* Exercise requirements *
Every line from the line containing "If you would be willing to mark the hand" through the final line of the data is to be printed exactly; no other line is to appear.

* Given data *

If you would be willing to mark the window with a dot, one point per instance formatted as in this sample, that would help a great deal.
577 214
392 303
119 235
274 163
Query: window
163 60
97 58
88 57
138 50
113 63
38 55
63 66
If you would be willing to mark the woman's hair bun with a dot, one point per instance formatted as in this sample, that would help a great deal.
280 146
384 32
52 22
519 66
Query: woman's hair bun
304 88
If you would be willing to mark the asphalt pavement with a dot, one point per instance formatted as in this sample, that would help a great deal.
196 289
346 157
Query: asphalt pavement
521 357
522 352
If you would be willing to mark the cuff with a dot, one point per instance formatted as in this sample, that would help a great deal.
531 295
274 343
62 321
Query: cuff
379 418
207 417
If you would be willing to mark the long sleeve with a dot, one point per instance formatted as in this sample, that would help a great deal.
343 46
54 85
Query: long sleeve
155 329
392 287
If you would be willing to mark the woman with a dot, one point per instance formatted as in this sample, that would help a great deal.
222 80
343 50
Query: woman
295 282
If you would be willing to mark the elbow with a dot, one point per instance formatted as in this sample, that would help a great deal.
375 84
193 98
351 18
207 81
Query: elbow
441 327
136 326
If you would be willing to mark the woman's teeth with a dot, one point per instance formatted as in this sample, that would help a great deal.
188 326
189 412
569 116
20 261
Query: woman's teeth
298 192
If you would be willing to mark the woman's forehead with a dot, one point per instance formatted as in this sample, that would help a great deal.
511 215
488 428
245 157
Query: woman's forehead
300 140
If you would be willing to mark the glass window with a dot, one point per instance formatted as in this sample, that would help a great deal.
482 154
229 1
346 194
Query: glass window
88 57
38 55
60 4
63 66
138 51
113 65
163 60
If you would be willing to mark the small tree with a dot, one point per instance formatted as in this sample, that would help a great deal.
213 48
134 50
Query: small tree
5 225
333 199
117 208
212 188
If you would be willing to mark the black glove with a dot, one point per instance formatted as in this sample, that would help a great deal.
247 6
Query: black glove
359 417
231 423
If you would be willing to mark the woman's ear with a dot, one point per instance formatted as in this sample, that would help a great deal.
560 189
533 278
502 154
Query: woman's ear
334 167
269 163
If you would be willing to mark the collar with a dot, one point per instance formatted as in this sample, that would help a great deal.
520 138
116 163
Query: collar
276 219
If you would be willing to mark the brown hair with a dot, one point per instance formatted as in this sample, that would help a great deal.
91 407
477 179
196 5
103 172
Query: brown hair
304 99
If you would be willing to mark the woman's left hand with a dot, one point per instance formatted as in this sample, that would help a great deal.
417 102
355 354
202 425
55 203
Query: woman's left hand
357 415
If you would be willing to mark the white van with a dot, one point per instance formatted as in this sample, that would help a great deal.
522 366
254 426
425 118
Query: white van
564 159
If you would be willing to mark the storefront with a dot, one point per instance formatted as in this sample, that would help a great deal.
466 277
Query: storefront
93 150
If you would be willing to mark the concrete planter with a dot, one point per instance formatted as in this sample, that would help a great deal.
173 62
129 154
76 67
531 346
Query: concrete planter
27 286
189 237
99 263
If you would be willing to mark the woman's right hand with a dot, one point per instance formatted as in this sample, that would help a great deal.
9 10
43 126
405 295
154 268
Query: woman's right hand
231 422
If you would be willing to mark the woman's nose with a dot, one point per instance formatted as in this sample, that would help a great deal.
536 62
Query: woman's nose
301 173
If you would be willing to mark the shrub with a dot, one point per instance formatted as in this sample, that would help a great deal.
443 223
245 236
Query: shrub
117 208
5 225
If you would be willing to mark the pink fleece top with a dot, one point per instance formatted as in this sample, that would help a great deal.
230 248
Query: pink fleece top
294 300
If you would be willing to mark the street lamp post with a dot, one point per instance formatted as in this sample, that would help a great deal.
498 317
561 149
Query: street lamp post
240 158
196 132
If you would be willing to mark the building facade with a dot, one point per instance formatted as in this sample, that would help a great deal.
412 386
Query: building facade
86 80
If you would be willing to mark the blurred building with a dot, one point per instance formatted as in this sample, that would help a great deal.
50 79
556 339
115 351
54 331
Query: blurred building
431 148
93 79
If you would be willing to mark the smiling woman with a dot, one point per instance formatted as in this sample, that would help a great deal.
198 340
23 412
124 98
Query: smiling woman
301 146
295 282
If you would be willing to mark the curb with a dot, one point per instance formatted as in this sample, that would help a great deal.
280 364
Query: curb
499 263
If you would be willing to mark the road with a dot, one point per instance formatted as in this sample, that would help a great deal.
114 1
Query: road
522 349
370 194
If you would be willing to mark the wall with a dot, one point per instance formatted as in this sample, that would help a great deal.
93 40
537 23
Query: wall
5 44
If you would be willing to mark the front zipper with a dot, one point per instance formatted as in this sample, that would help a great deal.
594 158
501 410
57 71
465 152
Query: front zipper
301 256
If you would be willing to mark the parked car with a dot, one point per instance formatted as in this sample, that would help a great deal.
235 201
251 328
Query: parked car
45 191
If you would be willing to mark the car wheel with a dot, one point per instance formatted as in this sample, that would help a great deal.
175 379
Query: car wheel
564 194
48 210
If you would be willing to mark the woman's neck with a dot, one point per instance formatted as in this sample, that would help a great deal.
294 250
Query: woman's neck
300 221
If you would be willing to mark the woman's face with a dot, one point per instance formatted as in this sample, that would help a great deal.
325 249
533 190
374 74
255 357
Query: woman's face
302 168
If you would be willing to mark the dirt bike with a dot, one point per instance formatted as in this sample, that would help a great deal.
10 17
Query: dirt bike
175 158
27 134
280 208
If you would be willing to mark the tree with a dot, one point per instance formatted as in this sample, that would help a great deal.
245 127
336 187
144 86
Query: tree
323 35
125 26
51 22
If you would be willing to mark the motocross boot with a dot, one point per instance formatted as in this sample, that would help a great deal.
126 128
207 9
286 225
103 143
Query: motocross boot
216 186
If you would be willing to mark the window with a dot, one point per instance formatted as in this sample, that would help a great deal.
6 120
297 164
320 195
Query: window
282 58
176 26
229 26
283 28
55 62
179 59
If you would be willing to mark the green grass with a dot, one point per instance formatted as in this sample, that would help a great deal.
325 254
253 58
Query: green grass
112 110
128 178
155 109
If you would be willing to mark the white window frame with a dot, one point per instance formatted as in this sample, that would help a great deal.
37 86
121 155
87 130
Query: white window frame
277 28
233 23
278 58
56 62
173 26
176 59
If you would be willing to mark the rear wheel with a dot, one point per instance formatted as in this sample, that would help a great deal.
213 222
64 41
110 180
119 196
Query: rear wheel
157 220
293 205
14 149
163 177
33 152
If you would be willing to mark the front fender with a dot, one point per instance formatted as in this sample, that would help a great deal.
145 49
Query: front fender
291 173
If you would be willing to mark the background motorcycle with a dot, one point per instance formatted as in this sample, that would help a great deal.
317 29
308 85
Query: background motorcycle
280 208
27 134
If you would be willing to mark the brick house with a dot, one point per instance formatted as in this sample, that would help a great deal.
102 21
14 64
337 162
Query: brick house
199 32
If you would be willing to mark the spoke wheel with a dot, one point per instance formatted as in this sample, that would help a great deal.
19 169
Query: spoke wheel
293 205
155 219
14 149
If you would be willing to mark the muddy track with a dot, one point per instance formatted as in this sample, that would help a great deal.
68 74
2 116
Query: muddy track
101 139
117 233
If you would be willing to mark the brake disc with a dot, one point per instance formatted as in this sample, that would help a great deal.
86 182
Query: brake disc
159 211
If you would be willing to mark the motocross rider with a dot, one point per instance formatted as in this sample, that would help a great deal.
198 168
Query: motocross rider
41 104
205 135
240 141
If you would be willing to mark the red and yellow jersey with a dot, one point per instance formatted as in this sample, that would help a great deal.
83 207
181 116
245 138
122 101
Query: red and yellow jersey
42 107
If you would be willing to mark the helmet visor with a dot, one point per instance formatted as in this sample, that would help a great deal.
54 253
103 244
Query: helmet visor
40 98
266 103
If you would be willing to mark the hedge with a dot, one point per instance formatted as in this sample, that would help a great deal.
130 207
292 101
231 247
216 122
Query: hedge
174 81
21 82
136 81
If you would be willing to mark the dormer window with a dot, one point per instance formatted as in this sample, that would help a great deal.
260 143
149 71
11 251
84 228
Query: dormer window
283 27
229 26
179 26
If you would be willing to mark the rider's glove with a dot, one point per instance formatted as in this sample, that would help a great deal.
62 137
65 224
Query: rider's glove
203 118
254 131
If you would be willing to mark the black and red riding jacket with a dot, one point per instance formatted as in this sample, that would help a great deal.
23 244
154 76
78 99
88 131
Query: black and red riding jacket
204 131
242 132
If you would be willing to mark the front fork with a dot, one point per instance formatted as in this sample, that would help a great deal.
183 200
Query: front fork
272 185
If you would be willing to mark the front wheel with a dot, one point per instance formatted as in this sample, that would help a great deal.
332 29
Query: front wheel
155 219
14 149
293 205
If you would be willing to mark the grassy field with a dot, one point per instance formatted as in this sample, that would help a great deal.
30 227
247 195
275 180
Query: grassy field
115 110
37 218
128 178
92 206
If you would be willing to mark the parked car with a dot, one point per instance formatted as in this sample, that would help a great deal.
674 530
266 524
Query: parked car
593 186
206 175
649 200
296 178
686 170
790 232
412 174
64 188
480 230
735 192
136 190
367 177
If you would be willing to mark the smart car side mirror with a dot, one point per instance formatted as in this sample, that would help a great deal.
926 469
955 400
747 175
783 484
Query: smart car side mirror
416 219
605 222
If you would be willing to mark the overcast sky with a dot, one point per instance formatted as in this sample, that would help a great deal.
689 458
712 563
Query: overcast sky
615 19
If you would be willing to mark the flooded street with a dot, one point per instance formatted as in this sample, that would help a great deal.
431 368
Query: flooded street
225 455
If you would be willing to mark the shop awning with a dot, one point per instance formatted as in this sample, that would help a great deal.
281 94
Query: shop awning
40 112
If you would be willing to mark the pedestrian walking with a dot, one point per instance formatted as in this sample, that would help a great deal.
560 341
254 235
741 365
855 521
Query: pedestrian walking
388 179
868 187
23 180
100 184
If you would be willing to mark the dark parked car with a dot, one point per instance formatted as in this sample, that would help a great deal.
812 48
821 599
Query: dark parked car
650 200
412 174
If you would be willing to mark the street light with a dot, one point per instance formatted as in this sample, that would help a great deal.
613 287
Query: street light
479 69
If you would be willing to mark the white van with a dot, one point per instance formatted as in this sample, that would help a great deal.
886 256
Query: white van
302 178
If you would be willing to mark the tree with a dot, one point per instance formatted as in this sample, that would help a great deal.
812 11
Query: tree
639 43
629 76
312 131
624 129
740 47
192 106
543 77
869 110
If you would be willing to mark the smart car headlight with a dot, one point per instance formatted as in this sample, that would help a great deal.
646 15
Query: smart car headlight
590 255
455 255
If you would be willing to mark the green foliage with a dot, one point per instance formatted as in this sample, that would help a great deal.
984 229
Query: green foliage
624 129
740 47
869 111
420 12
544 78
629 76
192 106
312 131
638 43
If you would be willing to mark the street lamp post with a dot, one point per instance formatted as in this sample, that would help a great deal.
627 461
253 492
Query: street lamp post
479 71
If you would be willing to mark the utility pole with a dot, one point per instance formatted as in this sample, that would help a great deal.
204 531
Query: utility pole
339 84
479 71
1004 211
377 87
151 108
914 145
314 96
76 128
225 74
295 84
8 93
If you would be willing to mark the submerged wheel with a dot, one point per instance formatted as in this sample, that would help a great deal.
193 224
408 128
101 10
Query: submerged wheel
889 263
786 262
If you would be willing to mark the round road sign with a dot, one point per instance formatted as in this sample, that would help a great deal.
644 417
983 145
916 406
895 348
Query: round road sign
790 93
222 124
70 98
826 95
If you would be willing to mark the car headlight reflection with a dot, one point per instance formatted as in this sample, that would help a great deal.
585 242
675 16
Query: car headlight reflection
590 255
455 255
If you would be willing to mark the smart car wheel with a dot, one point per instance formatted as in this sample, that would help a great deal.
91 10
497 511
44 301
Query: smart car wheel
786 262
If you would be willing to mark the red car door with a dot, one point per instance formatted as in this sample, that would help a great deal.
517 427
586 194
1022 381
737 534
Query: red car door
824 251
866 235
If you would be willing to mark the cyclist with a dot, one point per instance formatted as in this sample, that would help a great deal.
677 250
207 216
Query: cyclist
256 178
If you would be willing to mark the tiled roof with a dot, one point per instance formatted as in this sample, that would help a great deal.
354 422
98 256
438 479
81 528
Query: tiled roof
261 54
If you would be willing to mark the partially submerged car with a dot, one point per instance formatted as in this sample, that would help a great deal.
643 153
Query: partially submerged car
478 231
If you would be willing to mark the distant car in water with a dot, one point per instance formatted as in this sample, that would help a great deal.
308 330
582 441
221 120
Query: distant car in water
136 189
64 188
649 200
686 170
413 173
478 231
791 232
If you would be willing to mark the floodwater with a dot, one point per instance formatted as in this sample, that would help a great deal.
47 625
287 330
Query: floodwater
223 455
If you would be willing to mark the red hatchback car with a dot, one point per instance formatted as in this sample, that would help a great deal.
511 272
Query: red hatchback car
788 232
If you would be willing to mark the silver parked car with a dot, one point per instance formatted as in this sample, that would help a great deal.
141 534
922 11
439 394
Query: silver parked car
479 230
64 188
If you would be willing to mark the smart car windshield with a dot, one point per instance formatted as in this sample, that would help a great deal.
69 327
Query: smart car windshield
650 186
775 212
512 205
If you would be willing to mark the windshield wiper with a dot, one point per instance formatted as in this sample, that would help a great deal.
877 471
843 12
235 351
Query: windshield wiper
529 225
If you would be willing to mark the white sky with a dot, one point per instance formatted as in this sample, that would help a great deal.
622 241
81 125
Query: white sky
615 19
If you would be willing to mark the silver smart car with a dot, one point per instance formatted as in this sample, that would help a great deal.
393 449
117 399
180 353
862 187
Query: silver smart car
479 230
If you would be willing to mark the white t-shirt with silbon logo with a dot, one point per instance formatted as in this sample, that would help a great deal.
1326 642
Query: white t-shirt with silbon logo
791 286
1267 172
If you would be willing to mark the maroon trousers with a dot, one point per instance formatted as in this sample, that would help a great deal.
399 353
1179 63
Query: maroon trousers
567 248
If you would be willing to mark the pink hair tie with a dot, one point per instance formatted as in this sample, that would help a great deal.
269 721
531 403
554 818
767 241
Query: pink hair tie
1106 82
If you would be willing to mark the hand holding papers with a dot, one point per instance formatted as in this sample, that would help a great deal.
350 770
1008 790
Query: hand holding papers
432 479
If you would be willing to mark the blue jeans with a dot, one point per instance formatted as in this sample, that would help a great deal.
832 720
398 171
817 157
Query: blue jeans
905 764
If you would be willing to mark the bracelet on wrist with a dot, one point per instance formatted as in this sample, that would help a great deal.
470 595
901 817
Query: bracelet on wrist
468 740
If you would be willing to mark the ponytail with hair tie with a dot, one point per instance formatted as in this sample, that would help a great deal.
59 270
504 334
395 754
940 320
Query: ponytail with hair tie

* Written solution *
If you would be willing to mark the hand holding papers with a dot, one point per instance formatted as in this sample, that would help a great deal.
350 770
1008 790
Query: hand holding papers
432 479
If you would be willing to mark the blue jeans with a dot, one point per instance formatted as in this sample, that would help a great deal.
832 720
398 171
817 157
Query: blue jeans
905 764
If you would be willing to mark the bracelet on wrist with a dot, one point per instance formatted as in this sample, that would help a great deal.
470 595
901 817
Query: bracelet on wrist
468 740
If you would be willing to mark the ponytail with hair tie with a dot, one point per instance formatted as in this sample, that would help a great deal.
59 270
504 334
395 754
940 320
Query: ponytail with hair tie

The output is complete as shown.